Yes, there are a few compounds. Mostly neo Nazi type and a few polygamist groups. The advent of Google satellite images is spreading the paranoia now. They don't like big compounds because everyone can see just what is there.


----------



## elkhound (May 30, 2006)

painterswife said:


> Yes, there are a few compounds. Mostly neo Nazi type and a few polygamist groups. The advent of Google satellite images is spreading the paranoia now. They don't like big compounds because everyone can see just what is there.


when i was trying to jump out of Washington to northern Idaho i was warned by many about them.

i was up in your area too around buffalo and powder river area and crazy woman canyon and mayworth slope area.but it was just to dry for my liking...i am a rainforest of west coast type for sure.


----------



## elkhound (May 30, 2006)

Shofar Mtn.

[YOUTUBE]1mvk3bC_zBg[/YOUTUBE]


----------



## Lisa in WA (Oct 11, 2004)

elkhound said:


> i moved to the PNW in 1990. back then before i moved i heard and read stories about the area in the mother earth news mag of the 70's and early 80's when in was still under the founders control.there was always ads in back for land for sale.i even drove out to one ranch that was being sold in sections to like minded people but it was to far on the dry side for me.then all the law changes started happening so between that and the overall collapse of the timber industry along with land costs and so much more i left area to be able to fulfill my dream of land ownership.
> 
> back in early 90's i wanted land real bad...but a 5acre piece of clearcut land that was steep as a horses face was $40,000.at that time i could buy over 100acres with the timber still standing on it here.
> 
> ...


Ruby Ridge was one family and a friend. Hardly a redoubt. Where is the retired military bigshot living in a compound in Idaho? One of Richard Butler's old protege's is trying to start up another AN type compound, but it was the locals who got rid of Butler and I doubt they'll allow AN to get another foothold here.


----------



## paradox (Nov 19, 2012)

Sounds similar to the Citadel which is also trying to set up in Idaho.


----------



## elkhound (May 30, 2006)

Stated task A: According to the forum thread, what was the price of a steep 5-acre piece of clearcut land in the early 1990s?
Stated task B: Quote the forum thread word for word, starting with "## Lisa in WA" and going on through "on it here.".

Information provided:

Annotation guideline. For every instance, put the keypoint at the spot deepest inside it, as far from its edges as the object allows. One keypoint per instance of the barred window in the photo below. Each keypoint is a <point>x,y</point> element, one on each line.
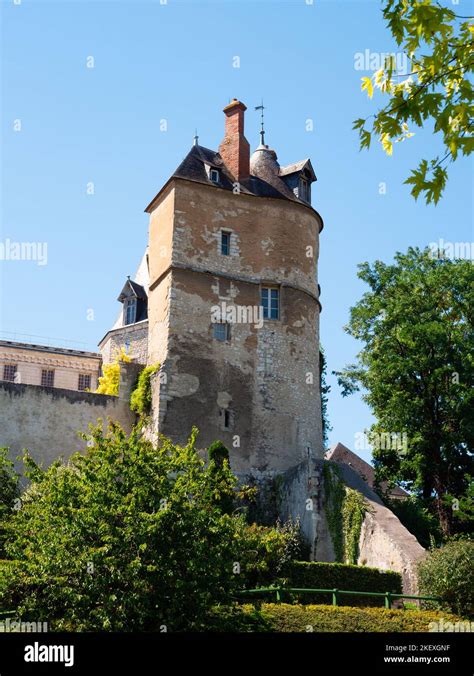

Expected output A: $40,000

Expected output B:
## Lisa in WA (Oct 11, 2004)

elkhound said:


> i moved to the PNW in 1990. back then before i moved i heard and read stories about the area in the mother earth news mag of the 70's and early 80's when in was still under the founders control.there was always ads in back for land for sale.i even drove out to one ranch that was being sold in sections to like minded people but it was to far on the dry side for me.then all the law changes started happening so between that and the overall collapse of the timber industry along with land costs and so much more i left area to be able to fulfill my dream of land ownership.
> 
> back in early 90's i wanted land real bad...but a 5acre piece of clearcut land that was steep as a horses face was $40,000.at that time i could buy over 100acres with the timber still standing on it here.